#### EXTRACTED TEXT ####

According to Gartner, a modern data warehouse is mission-critical for enterprise analytics, including artificial intelligence/machine learning (AI/ML). The goal is to deliver a single source of truth to the enterprise, thereby simplifying data integration and data governance. Even with the evolution of several big data analytics platforms, the data warehouse is still considered the best way to support a wide range of data capabilities and complex business use cases.
Business requirements for the modern data warehouse
The business requirements for data are continuously growing, so is the demand for data availability on different levels of detail and data models to meet specific user or application needs. The data warehouse has become so much more than a large data store for management reporting and KPI’s, both due to increased organizational data maturity and to the increasing number of available data sources, both internal and external.
To meet the overall organizational requirements, not just for data delivery, but also for regulatory compliance and budget concerns, four key abilities need to be considered for a modern data warehouse.
- Agility (smoothness)
The ability to deliver a project in small iterative cycles, delivering piece by piece. It also includes the ability to efficiently adapt to changes within given constraints, i.e., time, resources, and budget.
- Productivity (delivery/time)
The ability to utilize resources efficiently for value-adding activities, producing high throughput of deliverables (data items). Productivity should include the entire life-cycle, i.e. from development to continuous operation.
- Robustness (stability)
The ability to continuously maintain a stable and predictable solution, with minimal downtime even as the solution changes over time. The solution should be operationally stable and predictable, i.e. robust, resulting in minimum time spent on operational tasks. Robustness is key for trusting data.
- Risk reduction (safe)
The solution should be designed to handle change in personnel, change in data sources, and confirm to regulatory compliances. Data should be traceable and documentation should be autogenerated to always be up to date.
The inevitable compromise
Data integration tools that enable ELT or ETL are typically designed to be generic to handle any form of data integration. Being a Jack of all trades, these tools risk being Master of none when it comes to data warehouse development and operation. Data integration tools leave it up to the data warehouse developers or data engineers to define the processes in the data life-cycle, determine precisely how to perform each process, including which practices to apply and how to apply them.

####

— SHORT TASK 1 —
Write out the passage from the data warehouse text starting at "According to Gartner, a" and ending at "business use cases.".
— SHORT TASK 2 —
According to the data warehouse text, what span of time should productivity cover?
You won't need the data that follows to complete any of this.

#### RECORD EXCERPTS ####

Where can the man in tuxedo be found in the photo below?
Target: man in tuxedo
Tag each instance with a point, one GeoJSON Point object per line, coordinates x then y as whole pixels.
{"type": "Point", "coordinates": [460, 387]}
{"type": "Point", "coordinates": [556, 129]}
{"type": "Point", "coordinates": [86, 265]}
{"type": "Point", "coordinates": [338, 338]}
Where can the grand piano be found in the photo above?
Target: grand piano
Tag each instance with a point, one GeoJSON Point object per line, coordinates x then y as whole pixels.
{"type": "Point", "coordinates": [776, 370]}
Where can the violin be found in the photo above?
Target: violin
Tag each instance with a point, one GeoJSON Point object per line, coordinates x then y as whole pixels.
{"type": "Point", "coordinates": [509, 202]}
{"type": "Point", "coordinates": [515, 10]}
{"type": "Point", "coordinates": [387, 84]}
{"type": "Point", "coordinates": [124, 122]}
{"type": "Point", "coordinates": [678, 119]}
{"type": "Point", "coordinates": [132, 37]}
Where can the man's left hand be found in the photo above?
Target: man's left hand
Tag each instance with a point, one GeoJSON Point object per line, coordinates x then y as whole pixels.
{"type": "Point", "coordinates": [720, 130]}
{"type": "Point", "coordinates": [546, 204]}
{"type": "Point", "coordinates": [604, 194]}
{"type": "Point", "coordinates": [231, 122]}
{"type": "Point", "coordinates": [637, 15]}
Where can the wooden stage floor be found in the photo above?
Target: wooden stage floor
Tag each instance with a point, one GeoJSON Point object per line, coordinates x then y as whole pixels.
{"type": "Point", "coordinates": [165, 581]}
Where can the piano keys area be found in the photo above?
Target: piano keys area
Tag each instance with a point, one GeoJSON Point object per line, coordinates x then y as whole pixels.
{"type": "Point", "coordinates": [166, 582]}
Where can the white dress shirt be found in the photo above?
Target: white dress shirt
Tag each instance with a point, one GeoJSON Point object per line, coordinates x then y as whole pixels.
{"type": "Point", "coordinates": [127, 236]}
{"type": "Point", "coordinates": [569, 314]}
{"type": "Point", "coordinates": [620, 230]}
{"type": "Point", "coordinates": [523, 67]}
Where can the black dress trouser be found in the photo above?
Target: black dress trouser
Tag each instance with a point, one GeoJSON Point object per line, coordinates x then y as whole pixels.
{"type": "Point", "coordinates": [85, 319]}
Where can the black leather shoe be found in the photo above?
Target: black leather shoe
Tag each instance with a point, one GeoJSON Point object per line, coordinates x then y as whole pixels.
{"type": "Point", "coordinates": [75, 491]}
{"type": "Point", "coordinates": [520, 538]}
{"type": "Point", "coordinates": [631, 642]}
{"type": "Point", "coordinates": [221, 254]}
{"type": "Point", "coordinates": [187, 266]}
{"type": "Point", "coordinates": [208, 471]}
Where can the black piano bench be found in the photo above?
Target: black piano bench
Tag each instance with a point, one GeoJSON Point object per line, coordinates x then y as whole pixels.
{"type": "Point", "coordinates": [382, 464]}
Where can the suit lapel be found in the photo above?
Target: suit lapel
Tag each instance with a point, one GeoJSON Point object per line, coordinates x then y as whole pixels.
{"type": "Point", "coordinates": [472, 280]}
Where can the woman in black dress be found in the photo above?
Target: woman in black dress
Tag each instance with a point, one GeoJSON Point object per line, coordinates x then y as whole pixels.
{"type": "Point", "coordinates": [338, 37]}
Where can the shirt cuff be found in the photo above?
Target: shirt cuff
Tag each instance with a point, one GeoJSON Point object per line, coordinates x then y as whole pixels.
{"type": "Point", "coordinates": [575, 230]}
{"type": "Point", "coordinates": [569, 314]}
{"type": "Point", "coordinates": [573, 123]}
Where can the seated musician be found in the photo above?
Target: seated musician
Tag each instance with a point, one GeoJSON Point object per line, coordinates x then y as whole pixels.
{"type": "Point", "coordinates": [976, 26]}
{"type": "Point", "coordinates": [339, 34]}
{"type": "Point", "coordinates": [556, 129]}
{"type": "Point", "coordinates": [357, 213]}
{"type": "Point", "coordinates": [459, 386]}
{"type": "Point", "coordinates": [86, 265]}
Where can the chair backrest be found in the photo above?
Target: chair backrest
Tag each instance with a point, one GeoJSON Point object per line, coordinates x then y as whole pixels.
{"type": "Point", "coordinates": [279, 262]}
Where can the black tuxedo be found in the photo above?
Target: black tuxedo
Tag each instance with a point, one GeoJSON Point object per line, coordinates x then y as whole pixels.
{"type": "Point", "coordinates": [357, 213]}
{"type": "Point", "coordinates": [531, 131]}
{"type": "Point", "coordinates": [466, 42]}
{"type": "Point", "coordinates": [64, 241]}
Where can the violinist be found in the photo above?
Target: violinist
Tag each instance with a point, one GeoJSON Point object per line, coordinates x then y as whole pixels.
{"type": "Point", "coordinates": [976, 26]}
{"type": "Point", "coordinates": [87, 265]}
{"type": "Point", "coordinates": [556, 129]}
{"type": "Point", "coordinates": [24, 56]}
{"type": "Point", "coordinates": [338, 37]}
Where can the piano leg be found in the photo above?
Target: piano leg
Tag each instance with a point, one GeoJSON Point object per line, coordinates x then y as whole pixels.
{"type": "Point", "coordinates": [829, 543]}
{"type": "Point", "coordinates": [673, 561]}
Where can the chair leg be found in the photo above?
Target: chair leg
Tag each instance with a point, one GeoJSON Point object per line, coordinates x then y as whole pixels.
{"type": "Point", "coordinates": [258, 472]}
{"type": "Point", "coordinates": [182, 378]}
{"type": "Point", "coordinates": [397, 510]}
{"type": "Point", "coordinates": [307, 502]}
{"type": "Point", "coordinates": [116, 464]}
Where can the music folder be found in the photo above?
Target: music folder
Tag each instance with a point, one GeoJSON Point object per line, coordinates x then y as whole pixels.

####

— WRITTEN RESPONSE 1 —
According to Gartner, a modern data warehouse is mission-critical for enterprise analytics, including artificial intelligence/machine learning (AI/ML). The goal is to deliver a single source of truth to the enterprise, thereby simplifying data integration and data governance. Even with the evolution of several big data analytics platforms, the data warehouse is still considered the best way to support a wide range of data capabilities and complex business use cases.

— WRITTEN RESPONSE 2 —
The entire life-cycle, from development to continuous operation.